§ **WORK TO DO**: Your task is to write out the complete listing exactly as it is shown.
** begin GIVEN RECORDS **
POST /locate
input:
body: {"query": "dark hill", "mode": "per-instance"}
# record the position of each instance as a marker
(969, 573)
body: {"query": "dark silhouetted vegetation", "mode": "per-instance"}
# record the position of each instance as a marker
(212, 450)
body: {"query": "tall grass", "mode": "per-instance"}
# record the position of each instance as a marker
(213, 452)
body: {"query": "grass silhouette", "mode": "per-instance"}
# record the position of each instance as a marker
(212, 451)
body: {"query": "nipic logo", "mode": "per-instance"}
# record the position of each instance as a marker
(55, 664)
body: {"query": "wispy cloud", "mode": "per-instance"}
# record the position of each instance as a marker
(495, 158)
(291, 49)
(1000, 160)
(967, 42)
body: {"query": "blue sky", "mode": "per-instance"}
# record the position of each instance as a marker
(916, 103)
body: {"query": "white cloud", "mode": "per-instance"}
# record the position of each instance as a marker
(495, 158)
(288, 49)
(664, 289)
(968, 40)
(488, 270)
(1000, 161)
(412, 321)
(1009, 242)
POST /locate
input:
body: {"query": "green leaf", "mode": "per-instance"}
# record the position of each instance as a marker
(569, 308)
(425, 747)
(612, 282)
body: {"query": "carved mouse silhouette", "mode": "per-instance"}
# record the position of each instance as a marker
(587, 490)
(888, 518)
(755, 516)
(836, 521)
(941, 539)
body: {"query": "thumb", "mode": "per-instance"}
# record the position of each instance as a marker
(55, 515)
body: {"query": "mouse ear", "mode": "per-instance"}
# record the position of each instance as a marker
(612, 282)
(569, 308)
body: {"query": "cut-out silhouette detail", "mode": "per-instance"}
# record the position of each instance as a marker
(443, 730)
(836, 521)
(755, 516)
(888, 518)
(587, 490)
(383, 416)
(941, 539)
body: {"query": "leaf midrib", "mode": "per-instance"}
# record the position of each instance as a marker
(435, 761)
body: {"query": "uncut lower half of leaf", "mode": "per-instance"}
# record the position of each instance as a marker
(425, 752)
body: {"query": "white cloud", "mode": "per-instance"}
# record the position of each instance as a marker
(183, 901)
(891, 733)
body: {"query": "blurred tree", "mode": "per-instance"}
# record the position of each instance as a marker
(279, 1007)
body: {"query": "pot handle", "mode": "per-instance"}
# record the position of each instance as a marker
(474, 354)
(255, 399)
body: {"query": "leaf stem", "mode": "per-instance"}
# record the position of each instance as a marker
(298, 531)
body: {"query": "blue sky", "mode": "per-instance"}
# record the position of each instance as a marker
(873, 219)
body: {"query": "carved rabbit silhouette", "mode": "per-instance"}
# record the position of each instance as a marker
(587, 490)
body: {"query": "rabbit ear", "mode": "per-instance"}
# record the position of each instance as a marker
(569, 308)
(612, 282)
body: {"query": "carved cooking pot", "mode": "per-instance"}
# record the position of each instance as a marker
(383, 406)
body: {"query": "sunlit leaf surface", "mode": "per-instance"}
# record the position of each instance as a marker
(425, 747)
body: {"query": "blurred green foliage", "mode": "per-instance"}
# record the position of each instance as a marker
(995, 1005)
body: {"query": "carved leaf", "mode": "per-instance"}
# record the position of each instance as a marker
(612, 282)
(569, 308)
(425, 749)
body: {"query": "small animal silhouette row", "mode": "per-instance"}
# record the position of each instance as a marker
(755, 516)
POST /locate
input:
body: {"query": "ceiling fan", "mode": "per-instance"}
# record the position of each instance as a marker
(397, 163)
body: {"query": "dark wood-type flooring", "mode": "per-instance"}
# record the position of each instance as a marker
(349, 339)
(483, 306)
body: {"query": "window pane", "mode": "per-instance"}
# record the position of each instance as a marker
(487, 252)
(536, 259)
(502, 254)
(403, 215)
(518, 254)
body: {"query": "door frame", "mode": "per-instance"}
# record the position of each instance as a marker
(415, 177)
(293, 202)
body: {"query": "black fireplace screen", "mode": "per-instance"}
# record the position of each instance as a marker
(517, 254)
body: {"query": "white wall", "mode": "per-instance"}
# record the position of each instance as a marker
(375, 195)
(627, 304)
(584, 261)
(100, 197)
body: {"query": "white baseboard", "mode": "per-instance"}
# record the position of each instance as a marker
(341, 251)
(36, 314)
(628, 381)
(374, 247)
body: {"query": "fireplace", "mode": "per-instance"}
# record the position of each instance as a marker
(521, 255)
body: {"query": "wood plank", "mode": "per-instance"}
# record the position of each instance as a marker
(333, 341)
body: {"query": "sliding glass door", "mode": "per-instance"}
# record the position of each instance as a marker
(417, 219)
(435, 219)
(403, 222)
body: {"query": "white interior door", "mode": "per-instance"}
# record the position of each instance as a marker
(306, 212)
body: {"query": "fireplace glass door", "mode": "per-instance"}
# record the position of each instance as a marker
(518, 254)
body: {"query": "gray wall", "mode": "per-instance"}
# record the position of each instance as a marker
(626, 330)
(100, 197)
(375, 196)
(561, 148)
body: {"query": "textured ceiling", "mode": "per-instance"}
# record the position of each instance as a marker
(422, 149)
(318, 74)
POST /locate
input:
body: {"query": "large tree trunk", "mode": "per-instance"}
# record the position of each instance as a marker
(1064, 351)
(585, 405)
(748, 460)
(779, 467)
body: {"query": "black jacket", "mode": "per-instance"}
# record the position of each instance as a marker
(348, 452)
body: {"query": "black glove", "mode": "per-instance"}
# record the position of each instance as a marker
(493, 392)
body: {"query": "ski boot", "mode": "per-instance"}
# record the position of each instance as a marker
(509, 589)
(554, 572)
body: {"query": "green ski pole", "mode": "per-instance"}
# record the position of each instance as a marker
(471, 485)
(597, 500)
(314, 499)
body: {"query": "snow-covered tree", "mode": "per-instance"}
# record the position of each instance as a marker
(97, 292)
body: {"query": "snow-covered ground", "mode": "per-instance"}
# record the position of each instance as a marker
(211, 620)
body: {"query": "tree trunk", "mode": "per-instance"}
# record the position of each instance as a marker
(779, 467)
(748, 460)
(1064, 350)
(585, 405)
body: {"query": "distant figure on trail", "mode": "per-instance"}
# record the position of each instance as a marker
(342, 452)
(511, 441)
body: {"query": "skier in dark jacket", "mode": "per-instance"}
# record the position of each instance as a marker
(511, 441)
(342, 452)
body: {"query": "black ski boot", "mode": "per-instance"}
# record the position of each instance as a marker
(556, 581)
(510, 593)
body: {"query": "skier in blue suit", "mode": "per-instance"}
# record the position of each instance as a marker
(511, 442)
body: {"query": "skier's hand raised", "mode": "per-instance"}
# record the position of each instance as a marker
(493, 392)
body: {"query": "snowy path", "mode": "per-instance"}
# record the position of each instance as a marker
** end GIVEN RECORDS **
§ **RESPONSE FOR THIS EXERCISE**:
POST /locate
input:
body: {"query": "dark hill", "mode": "per-instance"}
# record the position of each instance as a marker
(969, 573)
body: {"query": "dark silhouetted vegetation", "mode": "per-instance"}
# record the position of each instance as a marker
(212, 450)
body: {"query": "tall grass", "mode": "per-instance"}
# record the position of each instance as a marker
(213, 452)
body: {"query": "grass silhouette", "mode": "per-instance"}
# record the position of each instance as a marker
(212, 451)
body: {"query": "nipic logo", "mode": "per-instance"}
# record the position of each instance as a marker
(55, 664)
body: {"query": "wispy cloud", "mode": "per-instance"}
# record the position of each instance as a marker
(495, 158)
(291, 49)
(1000, 160)
(967, 42)
body: {"query": "blue sky", "mode": "per-instance"}
# record the position of each instance as a marker
(916, 103)
body: {"query": "white cloud", "mode": "per-instance"}
# record the position of each instance as a marker
(495, 158)
(288, 49)
(664, 289)
(968, 40)
(488, 270)
(1000, 161)
(412, 321)
(1009, 242)
POST /locate
input:
body: {"query": "green leaf", "mode": "per-instance"}
# record the position of each instance as a marker
(569, 308)
(425, 747)
(612, 282)
body: {"query": "carved mouse silhouette", "mode": "per-instance"}
# record the position of each instance as a marker
(587, 490)
(888, 518)
(755, 516)
(836, 521)
(941, 539)
body: {"query": "thumb", "mode": "per-instance"}
# record the position of each instance as a marker
(55, 515)
body: {"query": "mouse ear", "mode": "per-instance"}
# record the position of each instance as a marker
(612, 282)
(569, 308)
body: {"query": "cut-out silhouette detail", "mode": "per-instance"}
# record the position of each instance as a marker
(443, 730)
(836, 521)
(755, 516)
(888, 518)
(587, 490)
(383, 416)
(941, 539)
body: {"query": "leaf midrib", "mode": "per-instance"}
# record the position of each instance as a marker
(435, 761)
body: {"query": "uncut lower half of leaf", "mode": "per-instance"}
# record the position of each instance as a marker
(425, 752)
body: {"query": "white cloud", "mode": "per-instance"}
# record the position of each instance as a marker
(183, 901)
(891, 733)
body: {"query": "blurred tree", "mode": "per-instance"}
# record the position of each instance as a marker
(279, 1007)
body: {"query": "pot handle", "mode": "per-instance"}
# record the position of each instance as a marker
(474, 354)
(255, 399)
body: {"query": "leaf stem", "mode": "per-instance"}
# record the position of each instance as a marker
(298, 531)
body: {"query": "blue sky", "mode": "per-instance"}
# record the position of each instance as a marker
(873, 219)
body: {"query": "carved rabbit silhouette", "mode": "per-instance"}
# record the position of each instance as a marker
(587, 490)
body: {"query": "rabbit ear", "mode": "per-instance"}
# record the position of each instance as a marker
(569, 308)
(612, 282)
body: {"query": "carved cooking pot", "mode": "per-instance"}
# record the position of each instance as a marker
(383, 406)
body: {"query": "sunlit leaf surface", "mode": "per-instance"}
# record the position of each instance as a marker
(425, 747)
body: {"query": "blurred green foliage", "mode": "per-instance"}
# record the position of each instance as a marker
(995, 1005)
body: {"query": "carved leaf", "mode": "per-instance"}
# record the position of each instance as a marker
(612, 282)
(569, 308)
(425, 749)
body: {"query": "small animal silhouette row", "mode": "per-instance"}
# record the position of each instance as a marker
(755, 516)
POST /locate
input:
body: {"query": "ceiling fan", "mode": "per-instance"}
# record the position of each instance as a marker
(397, 163)
body: {"query": "dark wood-type flooring", "mode": "per-instance"}
# record the position of each instance as a marker
(349, 339)
(483, 306)
body: {"query": "window pane", "mode": "per-instance"}
# record the position of each instance as a marker
(487, 252)
(536, 259)
(502, 254)
(403, 215)
(518, 254)
body: {"query": "door frame", "mode": "per-instance"}
# record the position of each instance as a marker
(415, 177)
(293, 202)
body: {"query": "black fireplace screen", "mode": "per-instance"}
# record the position of each instance as a marker
(517, 254)
body: {"query": "white wall", "mode": "per-instance"}
# record the position of each instance as a marker
(375, 195)
(627, 304)
(584, 261)
(100, 197)
body: {"query": "white baseboard", "mode": "per-instance"}
# record the position of each instance as a marker
(341, 251)
(36, 314)
(628, 381)
(374, 247)
body: {"query": "fireplace", "mode": "per-instance"}
# record the position of each instance as a marker
(521, 255)
body: {"query": "wood plank", "mode": "per-instance"}
# record the position of each instance as a marker
(333, 341)
body: {"query": "sliding glass door", "mode": "per-instance"}
# record the position of each instance as a marker
(417, 219)
(435, 219)
(403, 222)
body: {"query": "white interior door", "mode": "per-instance"}
# record the position of each instance as a marker
(306, 212)
body: {"query": "fireplace glass door", "mode": "per-instance"}
# record the position of each instance as a marker
(518, 254)
body: {"query": "gray wall", "mode": "per-instance"}
# record the position of each instance as a marker
(626, 330)
(100, 197)
(375, 196)
(561, 148)
body: {"query": "textured ceiling", "mode": "per-instance"}
# record the position of each instance as a marker
(422, 149)
(318, 74)
POST /locate
input:
body: {"query": "large tree trunk", "mode": "per-instance"}
# record the position of each instance as a marker
(1064, 351)
(585, 405)
(748, 460)
(779, 467)
body: {"query": "black jacket", "mode": "per-instance"}
# record the position of each instance as a marker
(348, 452)
body: {"query": "black glove", "mode": "per-instance"}
# record the position of each instance as a marker
(493, 392)
body: {"query": "ski boot", "mode": "per-instance"}
# record the position of each instance as a marker
(509, 589)
(554, 572)
body: {"query": "green ski pole", "mode": "per-instance"}
# record the position of each instance as a marker
(471, 485)
(597, 500)
(314, 499)
body: {"query": "snow-covered tree", "mode": "per-instance"}
# record the position of each instance as a marker
(97, 292)
body: {"query": "snow-covered ground", "mode": "per-instance"}
# record the position of each instance as a marker
(211, 620)
body: {"query": "tree trunk", "mode": "per-instance"}
# record the position of each instance as a marker
(779, 467)
(748, 460)
(1064, 350)
(585, 405)
body: {"query": "distant figure on trail", "mode": "per-instance"}
# record the position of each instance as a marker
(342, 452)
(511, 441)
body: {"query": "skier in dark jacket", "mode": "per-instance"}
# record the position of each instance as a marker
(511, 441)
(342, 452)
body: {"query": "black ski boot", "mode": "per-instance"}
# record the position of each instance as a marker
(556, 581)
(510, 593)
body: {"query": "skier in blue suit", "mode": "per-instance"}
# record the position of each instance as a marker
(511, 442)
body: {"query": "skier's hand raised", "mode": "per-instance"}
# record the position of each instance as a marker
(493, 392)
body: {"query": "snowy path", "mode": "per-instance"}
# record the position of each instance as a marker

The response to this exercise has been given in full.